What you need to do » Find the line holding "Please spot the white shelving" in the entries below. Give it again exactly, along with every line after it up to and including the line holding "Please spot the small".

Data to examine »

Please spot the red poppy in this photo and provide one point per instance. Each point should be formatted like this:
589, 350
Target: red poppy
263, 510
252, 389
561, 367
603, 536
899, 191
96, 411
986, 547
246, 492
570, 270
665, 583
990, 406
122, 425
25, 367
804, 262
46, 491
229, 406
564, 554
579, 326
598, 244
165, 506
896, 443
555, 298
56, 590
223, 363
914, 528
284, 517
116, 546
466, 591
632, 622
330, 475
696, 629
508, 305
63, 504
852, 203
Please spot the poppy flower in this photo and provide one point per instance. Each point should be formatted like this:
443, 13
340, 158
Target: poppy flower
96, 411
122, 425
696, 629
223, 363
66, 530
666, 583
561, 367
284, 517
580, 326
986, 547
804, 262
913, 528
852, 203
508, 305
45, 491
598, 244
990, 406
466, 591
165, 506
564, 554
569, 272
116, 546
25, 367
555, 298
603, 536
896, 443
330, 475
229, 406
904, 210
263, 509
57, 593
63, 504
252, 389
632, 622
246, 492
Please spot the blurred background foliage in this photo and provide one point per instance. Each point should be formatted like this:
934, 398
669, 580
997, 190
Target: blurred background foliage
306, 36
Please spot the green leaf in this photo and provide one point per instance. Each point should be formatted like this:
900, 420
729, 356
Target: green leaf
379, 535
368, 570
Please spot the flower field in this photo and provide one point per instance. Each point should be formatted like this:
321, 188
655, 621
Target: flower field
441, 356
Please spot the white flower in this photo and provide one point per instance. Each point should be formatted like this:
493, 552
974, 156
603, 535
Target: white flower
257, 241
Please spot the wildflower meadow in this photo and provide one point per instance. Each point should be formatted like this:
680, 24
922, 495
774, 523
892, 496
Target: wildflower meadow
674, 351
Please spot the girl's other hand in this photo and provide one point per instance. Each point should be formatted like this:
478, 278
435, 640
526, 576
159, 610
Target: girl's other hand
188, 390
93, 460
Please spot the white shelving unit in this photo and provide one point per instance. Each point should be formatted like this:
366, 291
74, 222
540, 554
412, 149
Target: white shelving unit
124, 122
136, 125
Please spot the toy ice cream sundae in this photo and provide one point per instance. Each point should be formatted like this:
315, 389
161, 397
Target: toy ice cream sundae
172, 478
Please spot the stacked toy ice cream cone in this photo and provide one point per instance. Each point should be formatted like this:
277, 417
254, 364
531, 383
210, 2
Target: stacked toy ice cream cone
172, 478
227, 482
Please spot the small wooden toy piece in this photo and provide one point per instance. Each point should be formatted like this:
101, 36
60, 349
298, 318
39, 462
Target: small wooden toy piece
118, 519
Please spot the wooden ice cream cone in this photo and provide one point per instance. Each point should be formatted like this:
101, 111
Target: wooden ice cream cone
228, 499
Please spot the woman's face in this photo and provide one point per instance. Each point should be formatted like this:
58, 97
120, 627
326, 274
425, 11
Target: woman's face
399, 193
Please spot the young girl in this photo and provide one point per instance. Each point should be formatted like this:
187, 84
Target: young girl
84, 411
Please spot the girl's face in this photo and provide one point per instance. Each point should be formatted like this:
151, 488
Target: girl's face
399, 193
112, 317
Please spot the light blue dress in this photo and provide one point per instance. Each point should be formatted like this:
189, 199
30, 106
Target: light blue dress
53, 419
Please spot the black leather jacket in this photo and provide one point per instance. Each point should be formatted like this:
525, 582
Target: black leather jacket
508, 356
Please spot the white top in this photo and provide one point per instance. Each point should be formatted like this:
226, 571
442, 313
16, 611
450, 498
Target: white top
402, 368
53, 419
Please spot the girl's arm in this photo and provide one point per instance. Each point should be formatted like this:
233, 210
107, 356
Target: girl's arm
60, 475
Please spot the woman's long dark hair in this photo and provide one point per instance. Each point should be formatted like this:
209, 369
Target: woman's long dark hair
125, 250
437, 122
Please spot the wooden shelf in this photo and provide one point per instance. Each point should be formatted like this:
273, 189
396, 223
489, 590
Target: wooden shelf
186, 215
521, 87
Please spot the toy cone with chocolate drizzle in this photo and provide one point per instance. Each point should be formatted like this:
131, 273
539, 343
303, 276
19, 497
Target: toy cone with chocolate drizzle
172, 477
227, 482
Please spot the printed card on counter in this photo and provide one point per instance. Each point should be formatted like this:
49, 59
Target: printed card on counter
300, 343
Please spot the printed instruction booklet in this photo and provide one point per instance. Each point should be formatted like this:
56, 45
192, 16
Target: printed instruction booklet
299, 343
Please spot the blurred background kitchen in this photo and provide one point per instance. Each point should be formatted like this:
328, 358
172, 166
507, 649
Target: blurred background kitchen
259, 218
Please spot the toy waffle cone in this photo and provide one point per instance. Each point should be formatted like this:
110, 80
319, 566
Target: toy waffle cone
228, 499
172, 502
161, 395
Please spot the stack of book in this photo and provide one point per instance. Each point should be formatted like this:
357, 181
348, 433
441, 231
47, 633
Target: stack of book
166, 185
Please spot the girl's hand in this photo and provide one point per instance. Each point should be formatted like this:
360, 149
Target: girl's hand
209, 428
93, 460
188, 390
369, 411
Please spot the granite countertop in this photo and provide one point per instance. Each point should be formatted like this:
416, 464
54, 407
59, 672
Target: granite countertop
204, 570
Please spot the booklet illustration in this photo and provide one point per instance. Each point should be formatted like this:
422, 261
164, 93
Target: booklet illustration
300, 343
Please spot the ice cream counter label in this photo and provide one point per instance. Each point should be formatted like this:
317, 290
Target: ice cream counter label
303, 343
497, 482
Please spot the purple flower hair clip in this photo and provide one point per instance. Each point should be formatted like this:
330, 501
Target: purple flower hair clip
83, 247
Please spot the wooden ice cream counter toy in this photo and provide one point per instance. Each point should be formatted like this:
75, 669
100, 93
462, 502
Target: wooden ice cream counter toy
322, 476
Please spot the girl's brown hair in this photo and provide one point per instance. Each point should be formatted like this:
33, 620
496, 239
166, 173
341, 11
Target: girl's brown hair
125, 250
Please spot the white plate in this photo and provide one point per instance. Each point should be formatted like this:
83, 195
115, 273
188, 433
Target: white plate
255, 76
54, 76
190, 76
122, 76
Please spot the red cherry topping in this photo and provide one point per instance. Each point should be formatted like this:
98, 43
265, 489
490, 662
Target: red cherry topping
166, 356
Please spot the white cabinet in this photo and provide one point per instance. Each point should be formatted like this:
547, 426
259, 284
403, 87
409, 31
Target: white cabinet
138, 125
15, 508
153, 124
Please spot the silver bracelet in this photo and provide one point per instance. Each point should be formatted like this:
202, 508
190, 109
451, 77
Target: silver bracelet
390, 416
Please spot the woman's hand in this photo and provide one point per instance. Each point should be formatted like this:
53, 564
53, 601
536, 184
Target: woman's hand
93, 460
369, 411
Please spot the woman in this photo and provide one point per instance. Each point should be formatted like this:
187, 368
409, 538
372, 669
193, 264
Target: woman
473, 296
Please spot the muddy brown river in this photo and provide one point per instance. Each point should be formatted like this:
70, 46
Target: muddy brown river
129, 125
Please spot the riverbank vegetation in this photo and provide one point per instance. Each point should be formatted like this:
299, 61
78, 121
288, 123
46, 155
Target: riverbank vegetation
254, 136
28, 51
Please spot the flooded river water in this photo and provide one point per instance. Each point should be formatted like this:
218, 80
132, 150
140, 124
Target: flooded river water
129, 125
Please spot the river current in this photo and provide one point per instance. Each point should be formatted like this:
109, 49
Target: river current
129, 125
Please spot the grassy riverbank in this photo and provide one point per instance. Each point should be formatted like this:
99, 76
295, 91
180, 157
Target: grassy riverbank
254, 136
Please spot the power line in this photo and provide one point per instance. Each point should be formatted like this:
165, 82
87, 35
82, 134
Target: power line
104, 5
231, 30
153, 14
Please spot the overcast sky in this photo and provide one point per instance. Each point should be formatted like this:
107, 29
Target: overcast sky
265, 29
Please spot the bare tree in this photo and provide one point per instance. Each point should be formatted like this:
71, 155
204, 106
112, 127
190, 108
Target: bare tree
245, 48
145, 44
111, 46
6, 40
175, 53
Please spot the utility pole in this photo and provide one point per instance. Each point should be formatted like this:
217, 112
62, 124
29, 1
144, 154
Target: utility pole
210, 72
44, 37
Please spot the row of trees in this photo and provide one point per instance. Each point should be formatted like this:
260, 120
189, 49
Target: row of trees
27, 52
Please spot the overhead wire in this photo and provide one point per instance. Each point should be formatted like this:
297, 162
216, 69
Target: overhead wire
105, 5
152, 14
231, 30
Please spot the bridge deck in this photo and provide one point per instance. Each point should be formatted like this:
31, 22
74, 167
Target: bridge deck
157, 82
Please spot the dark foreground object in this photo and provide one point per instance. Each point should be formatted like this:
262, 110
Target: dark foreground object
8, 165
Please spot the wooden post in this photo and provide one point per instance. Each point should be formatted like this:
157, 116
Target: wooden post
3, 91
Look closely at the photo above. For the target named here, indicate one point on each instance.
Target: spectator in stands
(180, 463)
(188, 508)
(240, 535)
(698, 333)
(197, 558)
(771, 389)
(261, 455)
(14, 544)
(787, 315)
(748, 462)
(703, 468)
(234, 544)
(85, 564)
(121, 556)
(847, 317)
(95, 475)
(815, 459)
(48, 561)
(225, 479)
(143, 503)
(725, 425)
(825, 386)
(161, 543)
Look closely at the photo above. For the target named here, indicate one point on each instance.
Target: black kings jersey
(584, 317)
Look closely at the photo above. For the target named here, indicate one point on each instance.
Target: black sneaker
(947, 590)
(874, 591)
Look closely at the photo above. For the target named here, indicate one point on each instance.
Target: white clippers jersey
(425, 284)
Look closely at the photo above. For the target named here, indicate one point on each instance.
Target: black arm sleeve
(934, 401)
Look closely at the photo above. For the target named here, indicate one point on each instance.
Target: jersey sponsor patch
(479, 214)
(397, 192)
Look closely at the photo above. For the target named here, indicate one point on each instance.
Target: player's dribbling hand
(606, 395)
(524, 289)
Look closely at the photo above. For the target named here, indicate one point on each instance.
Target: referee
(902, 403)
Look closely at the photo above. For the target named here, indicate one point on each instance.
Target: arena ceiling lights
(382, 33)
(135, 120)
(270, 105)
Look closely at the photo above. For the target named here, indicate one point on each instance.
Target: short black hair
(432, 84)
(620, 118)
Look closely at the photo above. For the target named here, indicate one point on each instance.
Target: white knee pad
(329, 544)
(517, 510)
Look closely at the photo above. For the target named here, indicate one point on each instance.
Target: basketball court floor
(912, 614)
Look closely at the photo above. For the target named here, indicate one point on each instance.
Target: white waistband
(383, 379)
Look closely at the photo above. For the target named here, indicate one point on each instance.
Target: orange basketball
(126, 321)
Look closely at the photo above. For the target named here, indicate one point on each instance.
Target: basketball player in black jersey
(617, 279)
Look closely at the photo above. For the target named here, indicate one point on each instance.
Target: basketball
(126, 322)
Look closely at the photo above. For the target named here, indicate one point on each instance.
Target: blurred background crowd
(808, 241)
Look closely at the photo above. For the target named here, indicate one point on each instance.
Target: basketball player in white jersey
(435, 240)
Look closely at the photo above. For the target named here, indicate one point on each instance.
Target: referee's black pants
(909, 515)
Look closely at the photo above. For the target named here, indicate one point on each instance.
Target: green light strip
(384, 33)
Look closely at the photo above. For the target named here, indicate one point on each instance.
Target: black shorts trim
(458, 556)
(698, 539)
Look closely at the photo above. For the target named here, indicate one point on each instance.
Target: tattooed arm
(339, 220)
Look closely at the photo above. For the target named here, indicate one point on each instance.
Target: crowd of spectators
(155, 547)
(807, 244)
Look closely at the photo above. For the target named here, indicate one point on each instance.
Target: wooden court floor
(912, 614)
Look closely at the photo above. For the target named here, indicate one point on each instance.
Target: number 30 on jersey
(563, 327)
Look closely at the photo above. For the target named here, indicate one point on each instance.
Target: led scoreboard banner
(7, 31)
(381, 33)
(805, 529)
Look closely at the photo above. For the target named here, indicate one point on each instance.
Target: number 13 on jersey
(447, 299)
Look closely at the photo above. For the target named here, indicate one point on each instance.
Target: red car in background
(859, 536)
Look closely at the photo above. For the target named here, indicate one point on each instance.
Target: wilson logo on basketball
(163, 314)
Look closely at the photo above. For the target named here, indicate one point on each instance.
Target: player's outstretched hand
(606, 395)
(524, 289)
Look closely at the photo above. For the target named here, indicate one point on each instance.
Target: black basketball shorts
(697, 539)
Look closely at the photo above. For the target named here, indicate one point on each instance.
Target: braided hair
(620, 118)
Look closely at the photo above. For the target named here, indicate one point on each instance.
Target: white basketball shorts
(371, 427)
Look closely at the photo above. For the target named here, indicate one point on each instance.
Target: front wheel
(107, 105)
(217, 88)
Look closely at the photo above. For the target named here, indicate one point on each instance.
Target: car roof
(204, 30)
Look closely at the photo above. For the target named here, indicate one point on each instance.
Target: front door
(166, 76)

Answer area »
Please spot the white shelving unit in this photo and provide one point per instance. Each point should be formatted like this:
366, 291
74, 222
540, 554
412, 149
Target: white shelving unit
124, 122
136, 125
Please spot the toy ice cream sundae in this photo and provide one point per instance. Each point should be formatted like this:
315, 389
161, 397
Target: toy ice cream sundae
172, 478
Please spot the stacked toy ice cream cone in this photo and provide one point per instance. Each point should be formatted like this:
277, 417
254, 364
531, 383
210, 2
Target: stacked toy ice cream cone
172, 478
227, 482
Please spot the small wooden toy piece in this photo and provide one point per instance. Each point should be formatted like this:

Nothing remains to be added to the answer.